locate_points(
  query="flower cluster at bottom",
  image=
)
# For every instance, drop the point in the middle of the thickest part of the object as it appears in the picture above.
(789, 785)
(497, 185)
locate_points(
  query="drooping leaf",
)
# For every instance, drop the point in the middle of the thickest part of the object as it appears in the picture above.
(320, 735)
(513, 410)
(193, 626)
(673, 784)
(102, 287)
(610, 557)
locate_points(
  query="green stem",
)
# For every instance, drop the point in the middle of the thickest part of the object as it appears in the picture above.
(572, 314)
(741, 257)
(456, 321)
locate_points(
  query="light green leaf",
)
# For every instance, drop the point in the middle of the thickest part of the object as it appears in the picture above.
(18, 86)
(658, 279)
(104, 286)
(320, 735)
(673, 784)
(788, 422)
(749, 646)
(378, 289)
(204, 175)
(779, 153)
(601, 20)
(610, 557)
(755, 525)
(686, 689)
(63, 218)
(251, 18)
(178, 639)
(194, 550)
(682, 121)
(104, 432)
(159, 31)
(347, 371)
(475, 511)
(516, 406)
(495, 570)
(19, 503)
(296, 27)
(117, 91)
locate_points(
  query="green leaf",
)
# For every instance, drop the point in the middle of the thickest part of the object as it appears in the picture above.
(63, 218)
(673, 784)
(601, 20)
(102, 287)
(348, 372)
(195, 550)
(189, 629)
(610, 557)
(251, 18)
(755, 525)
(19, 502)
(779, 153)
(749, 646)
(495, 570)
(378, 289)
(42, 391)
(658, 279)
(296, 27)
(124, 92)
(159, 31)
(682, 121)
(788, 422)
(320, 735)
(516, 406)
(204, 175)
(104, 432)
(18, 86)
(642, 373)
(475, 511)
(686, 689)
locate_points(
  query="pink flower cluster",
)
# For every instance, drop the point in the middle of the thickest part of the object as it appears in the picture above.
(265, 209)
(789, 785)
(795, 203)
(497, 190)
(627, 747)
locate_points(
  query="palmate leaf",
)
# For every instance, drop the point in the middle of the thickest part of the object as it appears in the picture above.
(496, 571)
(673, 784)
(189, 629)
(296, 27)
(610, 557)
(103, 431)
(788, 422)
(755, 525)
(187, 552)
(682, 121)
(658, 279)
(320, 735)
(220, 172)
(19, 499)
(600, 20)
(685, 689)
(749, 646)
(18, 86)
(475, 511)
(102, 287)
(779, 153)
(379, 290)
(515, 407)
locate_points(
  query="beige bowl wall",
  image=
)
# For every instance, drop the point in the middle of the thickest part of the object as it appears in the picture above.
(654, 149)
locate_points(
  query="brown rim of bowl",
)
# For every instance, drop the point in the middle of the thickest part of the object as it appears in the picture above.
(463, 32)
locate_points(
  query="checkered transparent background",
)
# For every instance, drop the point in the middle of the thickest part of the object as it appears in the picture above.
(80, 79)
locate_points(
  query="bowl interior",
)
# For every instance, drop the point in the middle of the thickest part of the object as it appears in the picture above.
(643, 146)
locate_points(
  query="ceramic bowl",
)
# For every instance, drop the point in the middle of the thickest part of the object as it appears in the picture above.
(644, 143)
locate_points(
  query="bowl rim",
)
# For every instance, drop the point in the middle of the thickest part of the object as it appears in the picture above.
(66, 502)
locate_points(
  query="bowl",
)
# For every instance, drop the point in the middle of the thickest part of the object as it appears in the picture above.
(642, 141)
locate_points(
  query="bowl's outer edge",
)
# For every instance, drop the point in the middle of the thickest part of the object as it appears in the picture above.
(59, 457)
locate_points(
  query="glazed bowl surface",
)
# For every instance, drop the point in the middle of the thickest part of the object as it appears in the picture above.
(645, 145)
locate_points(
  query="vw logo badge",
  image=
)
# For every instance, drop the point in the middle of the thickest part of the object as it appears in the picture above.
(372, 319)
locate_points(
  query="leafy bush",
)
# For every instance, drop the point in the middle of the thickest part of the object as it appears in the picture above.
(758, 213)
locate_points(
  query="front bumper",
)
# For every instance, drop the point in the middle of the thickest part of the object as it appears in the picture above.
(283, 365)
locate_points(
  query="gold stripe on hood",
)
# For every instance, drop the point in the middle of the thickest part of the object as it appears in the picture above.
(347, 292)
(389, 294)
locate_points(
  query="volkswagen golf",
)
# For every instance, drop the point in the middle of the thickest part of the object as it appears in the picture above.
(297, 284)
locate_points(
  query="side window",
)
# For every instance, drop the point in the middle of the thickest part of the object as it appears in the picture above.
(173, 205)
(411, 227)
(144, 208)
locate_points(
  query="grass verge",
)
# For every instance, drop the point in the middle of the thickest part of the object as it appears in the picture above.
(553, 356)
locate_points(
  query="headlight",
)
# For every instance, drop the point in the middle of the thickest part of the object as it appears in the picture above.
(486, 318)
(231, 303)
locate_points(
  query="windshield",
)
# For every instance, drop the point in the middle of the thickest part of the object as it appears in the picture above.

■ ■ ■

Find every line above that contains the word "cluster" and copy each of those lines.

  query="flower cluster at bottom",
  query="pink flower cluster",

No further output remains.